What to work on —
In the buttery-eel forum thread below, what option does Psy-Fer say already fixed the port problem?

Source extract —
↓
James said the issue was because I had

"another buttery-eel running with diff args"

and

"if they are on the same port, and the same machine, using ipc, the buttery-eel client will connect to the existing server with those models loaded"

and

"please use --use_tcp and use different ports each time".

Hasindu said this code (from his bashrc) can automatically find a port (and can be used in a script):

eel(){
#from https://unix.stackexchange.com/questions/55913/whats-the-easiest-way-to-find-an-unused-local-port
PORT=$(netstat -aln | awk '
  $6 == "LISTEN" {
    if ($4 ~ "[.:][0-9]+$") {
      split($4, a, /[:.]/);
      port = a[length(a)];
      p[port] = 1
    }
  }
  END {
    for (i = 5000; i < 65000 && p[i]; i++){};
    if (i == 65000) {exit 1};
    print i
  }
  ') && source ~/hasindu2008.git/buttery-eel/venv3-multi-guppy-6.5.7-python3.8/bin/activate && buttery-eel -g /install/ont-guppy-6.5.7/bin/ "$@" --port ${PORT} --use_tcp && deactivate
}

Hasindu also said:

"We should better put this fact in the readme and HIGHLIGHT it, as this can be a common mistake by users and is not too good, as it is a silent issue"

Psy-Fer commented 2 months ago

I fixed this already with --port auto
↑
Listing —
↓
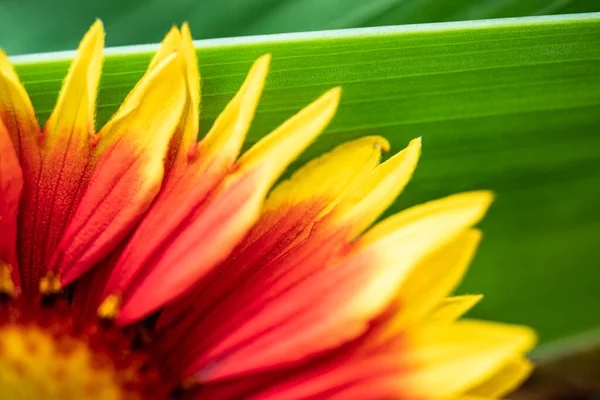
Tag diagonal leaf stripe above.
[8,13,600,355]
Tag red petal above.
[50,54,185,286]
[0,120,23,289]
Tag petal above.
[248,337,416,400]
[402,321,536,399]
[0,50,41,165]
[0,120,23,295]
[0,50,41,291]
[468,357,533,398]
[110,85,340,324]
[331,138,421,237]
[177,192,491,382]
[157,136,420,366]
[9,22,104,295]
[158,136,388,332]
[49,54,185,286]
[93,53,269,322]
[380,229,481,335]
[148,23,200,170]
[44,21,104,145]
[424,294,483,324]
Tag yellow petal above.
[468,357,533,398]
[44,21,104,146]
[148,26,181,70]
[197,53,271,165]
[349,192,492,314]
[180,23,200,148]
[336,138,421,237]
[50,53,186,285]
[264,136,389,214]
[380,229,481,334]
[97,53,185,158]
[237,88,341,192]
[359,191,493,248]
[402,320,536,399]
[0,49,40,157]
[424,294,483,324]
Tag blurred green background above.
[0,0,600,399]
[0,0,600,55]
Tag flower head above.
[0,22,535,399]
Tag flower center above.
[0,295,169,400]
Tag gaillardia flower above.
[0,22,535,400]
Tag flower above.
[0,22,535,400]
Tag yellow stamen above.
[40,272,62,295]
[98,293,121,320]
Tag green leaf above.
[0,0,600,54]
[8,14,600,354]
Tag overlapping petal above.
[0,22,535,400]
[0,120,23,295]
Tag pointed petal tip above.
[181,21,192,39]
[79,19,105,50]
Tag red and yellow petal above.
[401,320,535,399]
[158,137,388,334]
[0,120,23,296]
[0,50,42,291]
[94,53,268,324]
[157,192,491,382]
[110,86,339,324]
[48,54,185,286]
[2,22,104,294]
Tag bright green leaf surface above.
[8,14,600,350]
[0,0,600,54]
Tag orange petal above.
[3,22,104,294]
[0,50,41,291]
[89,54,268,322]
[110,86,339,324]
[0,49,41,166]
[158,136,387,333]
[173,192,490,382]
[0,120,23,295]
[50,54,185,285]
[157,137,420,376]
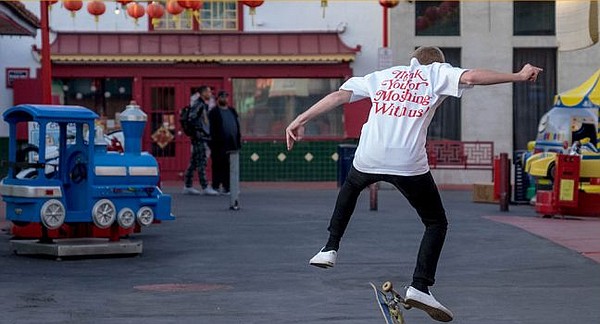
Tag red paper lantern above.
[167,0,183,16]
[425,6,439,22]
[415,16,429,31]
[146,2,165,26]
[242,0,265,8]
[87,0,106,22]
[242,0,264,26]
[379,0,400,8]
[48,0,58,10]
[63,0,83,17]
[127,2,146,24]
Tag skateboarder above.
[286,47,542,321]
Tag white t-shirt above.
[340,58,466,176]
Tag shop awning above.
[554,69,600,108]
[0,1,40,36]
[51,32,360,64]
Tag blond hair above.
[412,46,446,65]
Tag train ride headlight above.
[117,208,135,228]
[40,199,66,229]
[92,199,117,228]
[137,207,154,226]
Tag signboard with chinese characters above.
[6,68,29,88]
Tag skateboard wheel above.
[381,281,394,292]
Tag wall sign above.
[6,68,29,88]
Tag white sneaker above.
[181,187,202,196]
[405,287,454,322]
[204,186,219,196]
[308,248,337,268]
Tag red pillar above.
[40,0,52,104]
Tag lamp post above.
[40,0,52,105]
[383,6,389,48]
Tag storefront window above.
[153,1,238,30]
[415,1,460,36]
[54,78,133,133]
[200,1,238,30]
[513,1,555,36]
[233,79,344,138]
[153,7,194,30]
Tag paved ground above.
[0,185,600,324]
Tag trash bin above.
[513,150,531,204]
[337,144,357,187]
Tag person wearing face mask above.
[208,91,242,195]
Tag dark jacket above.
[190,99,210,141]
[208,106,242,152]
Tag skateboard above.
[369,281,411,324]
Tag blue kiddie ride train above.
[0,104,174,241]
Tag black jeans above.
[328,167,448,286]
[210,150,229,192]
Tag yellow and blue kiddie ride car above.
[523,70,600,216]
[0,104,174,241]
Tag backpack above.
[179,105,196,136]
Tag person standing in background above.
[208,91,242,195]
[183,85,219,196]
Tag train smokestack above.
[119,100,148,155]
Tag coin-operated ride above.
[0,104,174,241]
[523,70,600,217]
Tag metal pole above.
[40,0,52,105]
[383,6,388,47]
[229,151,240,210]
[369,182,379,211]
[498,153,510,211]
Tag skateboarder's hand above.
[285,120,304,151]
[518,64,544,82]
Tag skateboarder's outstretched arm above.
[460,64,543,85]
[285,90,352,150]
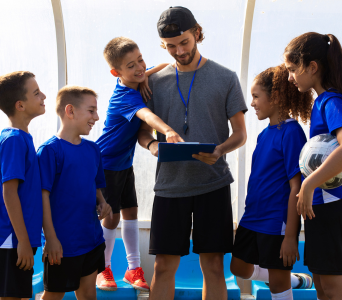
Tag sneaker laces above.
↑
Answer for this exercise —
--port auto